- ACTIONS TO TAKE
#1 In the forum thread about BLOOM checkpoints, which global step are the uploaded DeepSpeed checkpoints from?
#2 According to the forum thread about BLOOM checkpoints, why might converting Hugging Face models to DeepSpeed format need a separate script for each model class?

- DOCUMENT TEXT
══════════

I wanted to know where I can download the DeepSpeed checkpoints for finetuning the BLOOM model.
As far as I know the model provided in HuggingFace has been reshaped from (TP = 8 x PP = 6) to (TP = 8).
Even if one could convert it to the original form from the HF checkpoint, having the original optimizer would be really helpful.
If anyone has any idea where to find the DeepSpeed checkpoints, please point me to it. 🤗
Thank you for your message !
I have just uploaded the latest DeepSpeed checkpoints here: https://huggingface.co/bigscience/bloom-optimizer-states (2.3 TB), they are from the model we are using on the inference API (global step 95000)
If you need more checkpoints, from early global steps please do let us know by opening an issue on the mentioned repo so that we can take care of that
Thanks a lot 🤗
, these checkpoints will be really helpful. Also, is there a way to convert HF checkpoints to DeepSpeed?
I see that there is a script to convert DeepSpeed checkpoints to HF on the Megatron-DeepSpeed repo. If there exists a way to invert this, then that will be really helpful.
As far as I know there is a script to convert HF model into DS format but the script is a bit hacky and you'll need to adapt it for BLOOM (we tried it for OPT only). You can probably start from this script and just adapt it with the correct key names ;)
But the repo I have attached you already contains the DS converted models + optimizer states, just out of curiosity may I ask you why you would need to convert back the model into DS format?
Thanks a lot!
No particular reason
. I just wanted to know if one wanted to convert HF to DS. Then how would one do it.
Also, I had a question: any particular reason why BigScience uses ZeRO-DP instead of FSDP in PyTorch?
Is the reason just that, Megatron-DeepSpeed is readily available from Microsoft?
Also, thanks a lot for providing the full model checkpoints. This would be really helpful to the folks looking at finetuning BLOOM 175B
Okay got it thanks !
I think that it would be a nice contribution indeed, but the since HF models have very different key names across different models (for eg OPT has very different key names than BLOOM) we would maybe need a single script per model class.
Regarding your second question I will probably let @stas answer that one ;)

══════════

- DATA EXCERPTS

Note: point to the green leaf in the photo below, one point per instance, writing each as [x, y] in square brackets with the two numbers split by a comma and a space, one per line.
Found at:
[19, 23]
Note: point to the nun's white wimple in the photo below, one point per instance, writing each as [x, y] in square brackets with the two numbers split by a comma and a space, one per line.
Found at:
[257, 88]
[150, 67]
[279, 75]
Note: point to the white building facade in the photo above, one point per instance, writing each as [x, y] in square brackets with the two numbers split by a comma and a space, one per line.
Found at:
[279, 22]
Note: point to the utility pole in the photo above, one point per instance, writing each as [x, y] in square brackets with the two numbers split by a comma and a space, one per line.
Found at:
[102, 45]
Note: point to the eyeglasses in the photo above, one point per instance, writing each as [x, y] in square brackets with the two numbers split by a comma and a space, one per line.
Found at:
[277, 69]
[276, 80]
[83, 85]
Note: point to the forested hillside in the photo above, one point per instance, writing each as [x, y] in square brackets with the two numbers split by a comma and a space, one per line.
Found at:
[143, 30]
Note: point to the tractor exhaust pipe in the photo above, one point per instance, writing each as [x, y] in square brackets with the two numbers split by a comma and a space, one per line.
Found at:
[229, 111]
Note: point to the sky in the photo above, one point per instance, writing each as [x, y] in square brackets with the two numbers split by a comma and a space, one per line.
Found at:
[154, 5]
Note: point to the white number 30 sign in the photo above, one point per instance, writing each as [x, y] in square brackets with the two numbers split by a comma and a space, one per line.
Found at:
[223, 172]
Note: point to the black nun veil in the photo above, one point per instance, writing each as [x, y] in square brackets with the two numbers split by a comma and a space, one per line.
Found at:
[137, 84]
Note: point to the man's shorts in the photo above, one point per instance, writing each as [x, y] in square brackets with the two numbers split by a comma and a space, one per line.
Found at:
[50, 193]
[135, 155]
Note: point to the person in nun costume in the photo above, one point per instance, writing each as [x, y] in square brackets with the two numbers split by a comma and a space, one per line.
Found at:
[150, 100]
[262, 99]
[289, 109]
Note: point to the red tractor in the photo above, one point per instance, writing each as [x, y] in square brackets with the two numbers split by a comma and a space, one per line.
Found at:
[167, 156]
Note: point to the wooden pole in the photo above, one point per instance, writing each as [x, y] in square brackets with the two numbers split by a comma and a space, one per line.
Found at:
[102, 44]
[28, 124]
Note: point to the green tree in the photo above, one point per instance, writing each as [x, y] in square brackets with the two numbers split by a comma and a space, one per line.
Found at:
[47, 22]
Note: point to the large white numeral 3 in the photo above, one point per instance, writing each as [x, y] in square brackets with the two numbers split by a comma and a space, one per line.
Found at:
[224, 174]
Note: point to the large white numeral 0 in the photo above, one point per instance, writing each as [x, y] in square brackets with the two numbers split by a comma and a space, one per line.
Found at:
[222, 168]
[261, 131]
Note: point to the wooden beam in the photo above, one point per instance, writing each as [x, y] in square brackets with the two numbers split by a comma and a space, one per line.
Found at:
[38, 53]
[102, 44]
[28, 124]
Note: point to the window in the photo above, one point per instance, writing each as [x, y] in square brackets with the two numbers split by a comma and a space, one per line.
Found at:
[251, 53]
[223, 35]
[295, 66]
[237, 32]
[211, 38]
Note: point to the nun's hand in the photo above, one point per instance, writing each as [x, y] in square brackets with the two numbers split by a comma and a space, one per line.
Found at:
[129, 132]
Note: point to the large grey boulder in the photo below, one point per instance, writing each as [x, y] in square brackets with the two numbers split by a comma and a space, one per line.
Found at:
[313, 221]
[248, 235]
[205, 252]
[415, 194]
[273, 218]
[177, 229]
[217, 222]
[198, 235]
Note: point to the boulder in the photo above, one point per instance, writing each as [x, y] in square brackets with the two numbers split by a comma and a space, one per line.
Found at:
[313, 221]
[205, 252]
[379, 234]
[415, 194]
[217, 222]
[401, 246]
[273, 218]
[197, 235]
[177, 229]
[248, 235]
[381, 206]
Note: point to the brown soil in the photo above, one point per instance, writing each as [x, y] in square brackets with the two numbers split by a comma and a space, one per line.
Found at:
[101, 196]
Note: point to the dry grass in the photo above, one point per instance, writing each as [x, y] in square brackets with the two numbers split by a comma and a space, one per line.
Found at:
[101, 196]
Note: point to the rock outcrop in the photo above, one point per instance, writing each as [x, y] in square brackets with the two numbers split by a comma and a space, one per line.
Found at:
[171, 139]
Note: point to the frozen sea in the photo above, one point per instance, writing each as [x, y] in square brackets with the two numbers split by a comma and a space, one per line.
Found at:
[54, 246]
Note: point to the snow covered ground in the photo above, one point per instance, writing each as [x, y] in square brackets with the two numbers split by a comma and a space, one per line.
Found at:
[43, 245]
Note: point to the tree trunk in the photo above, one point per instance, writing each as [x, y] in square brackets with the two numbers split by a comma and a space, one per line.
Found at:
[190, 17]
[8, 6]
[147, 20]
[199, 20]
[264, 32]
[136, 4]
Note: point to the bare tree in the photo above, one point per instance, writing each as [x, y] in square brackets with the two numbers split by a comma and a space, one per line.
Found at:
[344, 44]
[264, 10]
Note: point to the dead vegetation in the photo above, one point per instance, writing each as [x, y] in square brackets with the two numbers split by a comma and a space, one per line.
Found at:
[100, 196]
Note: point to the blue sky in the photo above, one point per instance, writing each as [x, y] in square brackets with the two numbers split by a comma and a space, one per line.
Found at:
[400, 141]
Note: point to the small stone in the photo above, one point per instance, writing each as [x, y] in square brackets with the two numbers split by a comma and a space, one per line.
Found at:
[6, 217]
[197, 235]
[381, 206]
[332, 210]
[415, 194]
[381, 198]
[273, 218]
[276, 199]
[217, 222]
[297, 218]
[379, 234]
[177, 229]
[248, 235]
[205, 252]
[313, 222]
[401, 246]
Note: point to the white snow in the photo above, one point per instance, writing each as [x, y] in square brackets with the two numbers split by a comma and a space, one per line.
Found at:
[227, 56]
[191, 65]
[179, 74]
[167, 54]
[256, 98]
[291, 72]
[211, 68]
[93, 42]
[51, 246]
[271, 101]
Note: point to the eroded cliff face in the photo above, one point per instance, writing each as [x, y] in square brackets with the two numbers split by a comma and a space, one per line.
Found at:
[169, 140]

══════════

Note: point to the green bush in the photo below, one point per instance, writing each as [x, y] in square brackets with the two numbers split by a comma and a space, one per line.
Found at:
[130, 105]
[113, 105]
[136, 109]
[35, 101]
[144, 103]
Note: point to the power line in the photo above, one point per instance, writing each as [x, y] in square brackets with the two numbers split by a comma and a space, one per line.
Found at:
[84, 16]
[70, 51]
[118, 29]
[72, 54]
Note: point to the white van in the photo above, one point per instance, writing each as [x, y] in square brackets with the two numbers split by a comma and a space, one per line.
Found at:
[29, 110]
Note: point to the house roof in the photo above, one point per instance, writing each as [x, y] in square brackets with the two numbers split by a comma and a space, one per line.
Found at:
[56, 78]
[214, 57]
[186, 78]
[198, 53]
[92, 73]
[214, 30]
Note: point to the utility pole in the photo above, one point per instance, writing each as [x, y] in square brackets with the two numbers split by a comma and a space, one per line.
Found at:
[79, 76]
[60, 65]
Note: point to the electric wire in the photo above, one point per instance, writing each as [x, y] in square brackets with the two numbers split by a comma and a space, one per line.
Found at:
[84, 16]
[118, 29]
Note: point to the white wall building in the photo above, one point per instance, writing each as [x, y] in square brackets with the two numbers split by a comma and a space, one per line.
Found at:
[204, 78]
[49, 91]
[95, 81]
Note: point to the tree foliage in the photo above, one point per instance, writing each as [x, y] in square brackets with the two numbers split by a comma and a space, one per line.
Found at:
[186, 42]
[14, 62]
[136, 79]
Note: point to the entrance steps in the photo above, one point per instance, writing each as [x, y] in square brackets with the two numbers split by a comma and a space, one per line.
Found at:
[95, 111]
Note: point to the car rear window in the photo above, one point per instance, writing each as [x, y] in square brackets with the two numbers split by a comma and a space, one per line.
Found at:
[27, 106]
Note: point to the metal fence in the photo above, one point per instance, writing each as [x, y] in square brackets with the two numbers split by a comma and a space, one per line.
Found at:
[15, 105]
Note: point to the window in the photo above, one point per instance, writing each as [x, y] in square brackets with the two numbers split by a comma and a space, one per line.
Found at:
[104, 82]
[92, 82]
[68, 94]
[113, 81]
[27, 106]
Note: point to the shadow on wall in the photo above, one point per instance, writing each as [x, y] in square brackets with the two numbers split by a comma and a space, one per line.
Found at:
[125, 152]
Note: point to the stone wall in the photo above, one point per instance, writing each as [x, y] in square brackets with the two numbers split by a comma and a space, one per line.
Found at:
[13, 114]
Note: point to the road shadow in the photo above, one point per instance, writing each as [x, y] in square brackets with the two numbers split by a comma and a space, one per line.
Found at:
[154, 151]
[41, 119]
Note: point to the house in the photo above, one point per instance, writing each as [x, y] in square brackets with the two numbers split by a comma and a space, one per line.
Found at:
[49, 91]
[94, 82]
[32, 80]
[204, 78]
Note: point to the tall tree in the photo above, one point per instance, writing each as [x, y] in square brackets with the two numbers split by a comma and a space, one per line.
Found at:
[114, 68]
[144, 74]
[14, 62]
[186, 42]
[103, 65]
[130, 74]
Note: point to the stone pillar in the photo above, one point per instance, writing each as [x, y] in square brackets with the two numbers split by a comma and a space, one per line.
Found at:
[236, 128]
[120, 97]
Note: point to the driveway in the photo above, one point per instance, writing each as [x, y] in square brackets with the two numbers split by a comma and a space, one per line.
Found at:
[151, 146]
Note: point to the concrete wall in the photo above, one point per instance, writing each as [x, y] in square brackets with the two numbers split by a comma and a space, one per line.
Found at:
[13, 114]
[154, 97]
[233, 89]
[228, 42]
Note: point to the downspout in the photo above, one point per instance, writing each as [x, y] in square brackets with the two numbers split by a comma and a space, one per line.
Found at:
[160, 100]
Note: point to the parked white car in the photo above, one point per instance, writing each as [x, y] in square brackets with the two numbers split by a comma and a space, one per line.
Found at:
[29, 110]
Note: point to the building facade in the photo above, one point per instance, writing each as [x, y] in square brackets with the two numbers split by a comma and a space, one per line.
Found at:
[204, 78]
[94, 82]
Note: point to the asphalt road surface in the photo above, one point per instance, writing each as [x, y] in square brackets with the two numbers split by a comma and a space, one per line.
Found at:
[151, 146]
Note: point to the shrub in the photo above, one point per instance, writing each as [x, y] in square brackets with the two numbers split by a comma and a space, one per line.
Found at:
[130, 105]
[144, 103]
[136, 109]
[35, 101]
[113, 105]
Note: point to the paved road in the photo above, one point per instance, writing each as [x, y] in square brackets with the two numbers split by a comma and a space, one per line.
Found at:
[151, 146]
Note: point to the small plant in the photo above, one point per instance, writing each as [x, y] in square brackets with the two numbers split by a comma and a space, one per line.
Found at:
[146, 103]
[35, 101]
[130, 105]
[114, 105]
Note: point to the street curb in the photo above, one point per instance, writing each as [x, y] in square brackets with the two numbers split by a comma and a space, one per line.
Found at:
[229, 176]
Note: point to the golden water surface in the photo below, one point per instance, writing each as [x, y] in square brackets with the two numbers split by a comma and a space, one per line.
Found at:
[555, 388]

══════════

- ANSWERS BY TASK
#1 Global step 95000.

#2 Hugging Face models use very different key names from one model to another. For example, OPT's key names are very different from BLOOM's, so one script might not work across model classes.